Required work>
Set the listing down again exactly, please, apart from its pictures.

.....

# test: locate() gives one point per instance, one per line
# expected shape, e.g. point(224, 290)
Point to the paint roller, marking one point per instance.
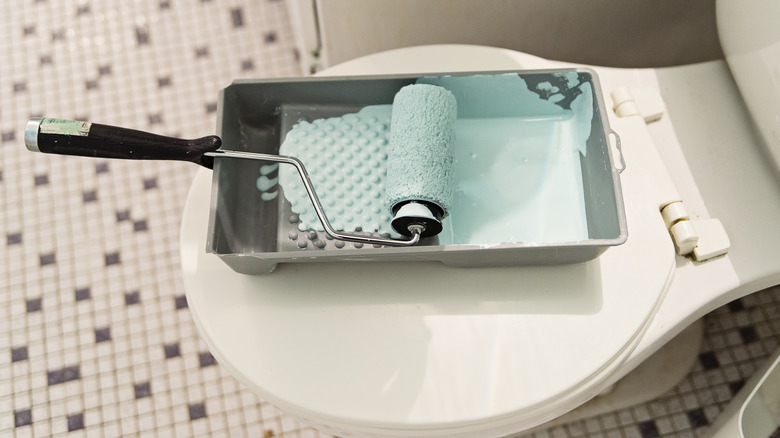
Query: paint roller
point(419, 183)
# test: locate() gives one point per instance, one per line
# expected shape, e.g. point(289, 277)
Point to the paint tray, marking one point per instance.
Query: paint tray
point(536, 182)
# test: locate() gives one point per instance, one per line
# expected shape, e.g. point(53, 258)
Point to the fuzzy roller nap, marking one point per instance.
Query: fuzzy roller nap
point(419, 158)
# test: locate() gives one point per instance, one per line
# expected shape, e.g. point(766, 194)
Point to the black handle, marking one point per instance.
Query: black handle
point(69, 137)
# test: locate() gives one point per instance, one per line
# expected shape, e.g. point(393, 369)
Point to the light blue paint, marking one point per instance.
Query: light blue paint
point(515, 172)
point(422, 135)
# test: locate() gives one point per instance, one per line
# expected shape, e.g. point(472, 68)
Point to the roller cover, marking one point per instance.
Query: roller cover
point(419, 157)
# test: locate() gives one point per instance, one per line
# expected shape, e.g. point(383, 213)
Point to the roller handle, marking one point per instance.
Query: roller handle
point(69, 137)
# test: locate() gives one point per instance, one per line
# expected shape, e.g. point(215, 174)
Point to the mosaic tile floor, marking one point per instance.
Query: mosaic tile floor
point(95, 335)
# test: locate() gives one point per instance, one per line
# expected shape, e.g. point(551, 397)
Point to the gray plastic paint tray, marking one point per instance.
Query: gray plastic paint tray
point(536, 183)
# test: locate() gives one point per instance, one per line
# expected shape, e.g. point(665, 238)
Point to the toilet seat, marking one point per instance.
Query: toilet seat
point(394, 349)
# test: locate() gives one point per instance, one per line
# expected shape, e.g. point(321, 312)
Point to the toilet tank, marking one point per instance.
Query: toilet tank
point(749, 32)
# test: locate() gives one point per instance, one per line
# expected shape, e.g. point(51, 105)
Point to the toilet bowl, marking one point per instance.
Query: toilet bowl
point(422, 349)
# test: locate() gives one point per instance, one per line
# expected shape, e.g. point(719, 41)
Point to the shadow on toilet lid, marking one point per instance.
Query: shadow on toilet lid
point(394, 346)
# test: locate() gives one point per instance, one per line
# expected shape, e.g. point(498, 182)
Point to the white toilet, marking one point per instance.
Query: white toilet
point(405, 349)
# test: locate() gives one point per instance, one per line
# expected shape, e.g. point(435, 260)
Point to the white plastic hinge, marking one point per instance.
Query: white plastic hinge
point(701, 239)
point(645, 102)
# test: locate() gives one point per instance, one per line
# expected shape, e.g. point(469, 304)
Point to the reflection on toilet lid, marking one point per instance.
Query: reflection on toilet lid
point(378, 347)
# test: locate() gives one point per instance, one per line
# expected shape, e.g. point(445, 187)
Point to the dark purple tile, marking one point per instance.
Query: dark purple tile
point(19, 354)
point(697, 418)
point(133, 297)
point(237, 16)
point(34, 305)
point(206, 359)
point(197, 411)
point(122, 215)
point(143, 390)
point(140, 225)
point(63, 375)
point(75, 422)
point(748, 334)
point(736, 305)
point(22, 418)
point(89, 196)
point(648, 429)
point(13, 239)
point(48, 259)
point(113, 259)
point(171, 351)
point(142, 35)
point(83, 293)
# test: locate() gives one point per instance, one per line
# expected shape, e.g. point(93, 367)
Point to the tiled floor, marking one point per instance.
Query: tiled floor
point(94, 327)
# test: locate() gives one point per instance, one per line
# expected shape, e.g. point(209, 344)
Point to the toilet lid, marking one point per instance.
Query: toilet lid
point(401, 347)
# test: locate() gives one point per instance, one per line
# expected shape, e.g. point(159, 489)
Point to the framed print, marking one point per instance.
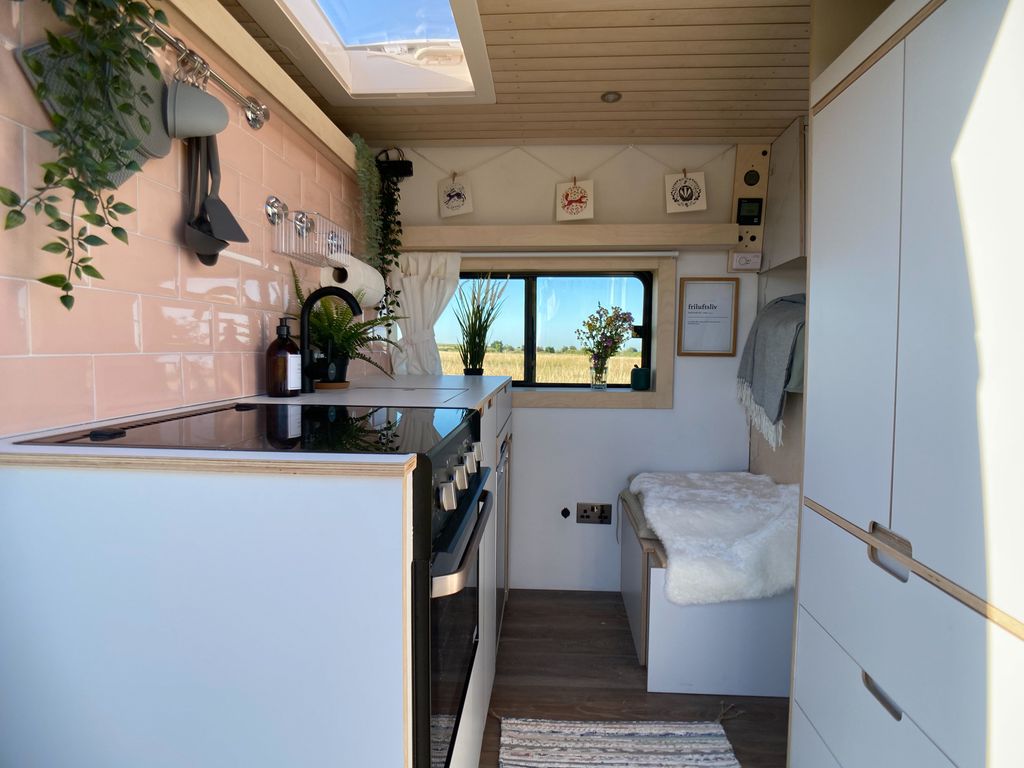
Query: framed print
point(685, 192)
point(708, 310)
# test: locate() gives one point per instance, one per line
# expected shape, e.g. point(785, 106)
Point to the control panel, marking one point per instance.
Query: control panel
point(750, 189)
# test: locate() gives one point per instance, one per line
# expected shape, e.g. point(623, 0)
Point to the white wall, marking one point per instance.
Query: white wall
point(582, 455)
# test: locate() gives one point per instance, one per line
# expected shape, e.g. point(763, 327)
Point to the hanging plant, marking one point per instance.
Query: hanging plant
point(381, 223)
point(107, 43)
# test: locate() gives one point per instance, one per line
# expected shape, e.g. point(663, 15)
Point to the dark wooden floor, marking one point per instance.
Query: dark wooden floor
point(568, 655)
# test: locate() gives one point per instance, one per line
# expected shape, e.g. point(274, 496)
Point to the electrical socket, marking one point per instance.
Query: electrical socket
point(590, 512)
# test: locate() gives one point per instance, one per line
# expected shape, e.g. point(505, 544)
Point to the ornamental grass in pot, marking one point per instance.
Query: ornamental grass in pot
point(476, 310)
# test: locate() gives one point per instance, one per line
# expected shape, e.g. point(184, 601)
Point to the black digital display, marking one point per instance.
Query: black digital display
point(749, 211)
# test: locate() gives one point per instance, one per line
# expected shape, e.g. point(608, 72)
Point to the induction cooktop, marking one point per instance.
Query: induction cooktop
point(272, 427)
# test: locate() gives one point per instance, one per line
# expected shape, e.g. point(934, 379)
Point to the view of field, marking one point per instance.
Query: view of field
point(564, 367)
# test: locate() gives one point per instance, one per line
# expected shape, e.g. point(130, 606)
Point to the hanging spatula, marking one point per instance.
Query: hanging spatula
point(222, 221)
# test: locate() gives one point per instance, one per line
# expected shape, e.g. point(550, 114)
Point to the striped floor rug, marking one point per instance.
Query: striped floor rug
point(561, 743)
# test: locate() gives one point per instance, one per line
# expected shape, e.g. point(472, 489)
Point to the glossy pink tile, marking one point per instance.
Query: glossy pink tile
point(218, 283)
point(144, 265)
point(262, 289)
point(241, 151)
point(137, 383)
point(212, 377)
point(170, 326)
point(17, 101)
point(100, 322)
point(238, 330)
point(168, 171)
point(282, 178)
point(161, 211)
point(20, 255)
point(14, 316)
point(329, 176)
point(299, 154)
point(252, 200)
point(253, 374)
point(314, 197)
point(12, 158)
point(43, 392)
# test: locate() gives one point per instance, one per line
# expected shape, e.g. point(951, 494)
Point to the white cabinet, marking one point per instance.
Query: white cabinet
point(938, 488)
point(854, 276)
point(913, 408)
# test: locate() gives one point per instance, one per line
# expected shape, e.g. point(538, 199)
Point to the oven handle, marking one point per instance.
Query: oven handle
point(450, 584)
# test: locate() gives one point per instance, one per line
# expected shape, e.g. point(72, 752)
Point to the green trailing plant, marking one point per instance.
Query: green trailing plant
point(107, 42)
point(476, 311)
point(381, 222)
point(335, 332)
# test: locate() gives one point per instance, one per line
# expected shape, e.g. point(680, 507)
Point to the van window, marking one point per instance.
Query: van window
point(534, 339)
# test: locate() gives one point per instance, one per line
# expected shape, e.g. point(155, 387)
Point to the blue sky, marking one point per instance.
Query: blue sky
point(365, 22)
point(559, 311)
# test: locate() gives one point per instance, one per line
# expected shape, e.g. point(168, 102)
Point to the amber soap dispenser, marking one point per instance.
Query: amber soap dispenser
point(284, 366)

.....

Exercise output>
# test: locate() gives one point per instance, one per line
# expected shape, e.g. point(224, 290)
Point to the paint roller, marking one point per instance.
Query: paint roller
point(419, 183)
# test: locate() gives one point per instance, one per line
# expected shape, e.g. point(289, 277)
Point to the paint tray, marking one point per instance.
Query: paint tray
point(536, 182)
# test: locate() gives one point per instance, one per line
# expected shape, e.g. point(53, 258)
Point to the fuzzy roller nap, marking one point per instance.
Query: fuzzy roller nap
point(419, 158)
# test: locate() gives one point per instance, one per line
# expected shape, e.g. point(766, 194)
Point to the black handle, marking one point per instance.
Query: black handle
point(69, 137)
# test: locate() gives one point per instance, one per line
# expected shape, e.g. point(393, 369)
Point to the light blue paint, marking one point per instance.
Query: light blue paint
point(515, 172)
point(422, 135)
# test: locate() gives one point per instance, one per line
# expected shape, e.g. point(472, 68)
Point to the roller cover, marking one point per instance.
Query: roller cover
point(419, 157)
# test: locate() gives one point per instance, one per line
# expected shape, e.g. point(383, 213)
Point to the roller handle, marking one point per instance.
Query: roller handle
point(69, 137)
# test: locate() gives one point per instance, one per line
# expected shape, e.g. point(215, 174)
Point to the mosaic tile floor, marking one point per instance.
Query: mosaic tile floor
point(95, 335)
# test: locate() gives one point per instance, one per line
# expected shape, e.g. point(551, 397)
Point to the gray plastic paint tray, marking one point per instance.
Query: gray plastic paint tray
point(536, 183)
# test: locate() gives one point per instance, one per line
# expected shape, e.g. point(665, 238)
Point to the toilet seat, marking one point per instance.
Query: toilet seat
point(394, 349)
# test: locate() gives one point per instance, one per line
# expected shape, e.g. point(321, 312)
Point to the toilet tank, marking one point per instance.
Query: toilet tank
point(749, 32)
# test: locate() gives one point per instance, one per line
# expected shape, e.g. point(51, 105)
Point to the toilet bowl, marking one point per instance.
Query: toilet bowl
point(422, 349)
# test: locate() gives one point per instance, one per line
# expected shape, e.g. point(719, 41)
Point to the shadow on toilet lid, marking one point per instance.
Query: shadow on toilet lid
point(394, 346)
# test: locate() gives one point per instance, one per line
# expected shape, e.g. point(498, 182)
Point to the white toilet, marking one point per instance.
Query: white toilet
point(405, 349)
# test: locate() gives one point per instance, one per line
# expected shape, e.g. point(435, 260)
Point to the white plastic hinge, marking one point per instance.
Query: white plastic hinge
point(701, 239)
point(645, 102)
# test: locate() gives one point per instance, one per line
# expected shape, e.g. point(469, 304)
Point to the reflection on toilet lid, marking one point per instance.
Query: reflection on toilet lid
point(378, 347)
# test: locate() gives one point per instance, one per line
# expected shape, e.g. point(445, 187)
Point to the dark purple tile, marking one point per instance.
Query: dark purple tile
point(19, 354)
point(697, 418)
point(133, 297)
point(237, 16)
point(34, 305)
point(206, 359)
point(197, 411)
point(122, 215)
point(143, 390)
point(140, 225)
point(63, 375)
point(75, 422)
point(748, 334)
point(736, 305)
point(22, 418)
point(89, 196)
point(648, 429)
point(13, 239)
point(48, 259)
point(113, 259)
point(171, 351)
point(142, 35)
point(83, 293)
# test: locate() gives one point per instance, one per line
# expected shape, e.g. point(93, 367)
Point to the tiled floor, marking one point per instance.
Query: tiled floor
point(94, 327)
# test: locate() gives one point per instance, one per line
# expected shape, e.g. point(209, 344)
Point to the toilet lid, marking one point per instance.
Query: toilet lid
point(401, 347)
# test: locate() gives one point per instance, one per line
# expected shape, e.g. point(159, 489)
Point to the framed print, marking one point per instance.
Query: framed print
point(685, 192)
point(708, 310)
# test: locate() gives one point per instance, one per line
# expected shape, e.g. point(785, 106)
Point to the control panel, marking one point per instance.
Query: control panel
point(750, 189)
# test: locate() gives one point per instance, one per line
# expected shape, e.g. point(623, 0)
Point to the white wall, marking one point per instance.
Query: white wall
point(582, 455)
# test: locate() gives one point per instance, one per line
# expected shape, e.g. point(763, 327)
Point to the hanging plant, marking one point per instance.
Query: hanging plant
point(381, 223)
point(107, 43)
# test: locate() gives one point per instance, one per line
# expected shape, e.g. point(663, 15)
Point to the dark wooden floor, marking one point per instance.
Query: dark wooden floor
point(568, 655)
# test: locate() gives one point per instance, one per line
# expected shape, e.g. point(274, 496)
Point to the electrical socket, marking one point per instance.
Query: electrical socket
point(590, 512)
# test: locate() gives one point per instance, one per line
# expected shape, e.g. point(505, 544)
Point to the ornamental grass in pot, marking one point per instance.
Query: ornamental grass in pot
point(476, 310)
# test: locate() gives one point per instance, one per line
# expected shape, e.g. point(184, 601)
Point to the black digital display, marking one point per instance.
Query: black digital display
point(749, 211)
# test: locate() gives one point per instance, one per line
# expected shape, e.g. point(608, 72)
Point to the induction cooktop, marking one point per instance.
Query: induction cooktop
point(272, 427)
# test: locate() gives one point per instance, one per line
# expected shape, e.g. point(934, 379)
Point to the view of field, marking one point per instance.
Query: view of field
point(564, 367)
# test: locate() gives one point per instance, one per line
# expected shape, e.g. point(130, 606)
Point to the hanging spatula, marking one point per instance.
Query: hanging spatula
point(222, 221)
# test: locate() gives one point per instance, one per line
# expected shape, e.g. point(550, 114)
Point to the striped floor rug, marking one point per instance.
Query: striped floor rug
point(561, 743)
# test: locate() gives one point per instance, one per line
# expected shape, e.g. point(472, 489)
Point to the glossy pink tile, marking one point per instance.
Query: glossy pink tile
point(218, 283)
point(144, 265)
point(262, 289)
point(241, 151)
point(137, 383)
point(212, 377)
point(170, 326)
point(17, 101)
point(100, 322)
point(238, 330)
point(168, 171)
point(282, 178)
point(161, 211)
point(20, 255)
point(14, 316)
point(329, 176)
point(299, 154)
point(252, 200)
point(253, 374)
point(314, 197)
point(12, 158)
point(43, 392)
# test: locate() gives one point per instance, one per line
# expected shape, e.g. point(951, 494)
Point to the white cabinet, marking one point per instance.
Query: white cabinet
point(938, 488)
point(854, 276)
point(913, 408)
# test: locate() gives one point per instance, one per line
# expected shape, e.g. point(538, 199)
Point to the oven handle, marking one point per instance.
Query: oven handle
point(450, 584)
# test: locate() gives one point per instance, one per line
# expected shape, e.g. point(72, 752)
Point to the green trailing plant, marking one point per instance.
Query: green trailing plant
point(107, 42)
point(476, 311)
point(381, 222)
point(335, 332)
# test: locate() gives one point per instance, one per line
# expected shape, e.g. point(680, 507)
Point to the van window, marking one point per instance.
Query: van window
point(534, 339)
# test: locate() gives one point per instance, one per line
# expected shape, e.g. point(155, 387)
Point to the blue sky, marking one point per instance.
Query: blue sky
point(365, 22)
point(559, 311)
# test: locate() gives one point per instance, one per line
# expected shape, e.g. point(168, 102)
Point to the amber soap dispenser, marking one point per instance.
Query: amber soap dispenser
point(284, 366)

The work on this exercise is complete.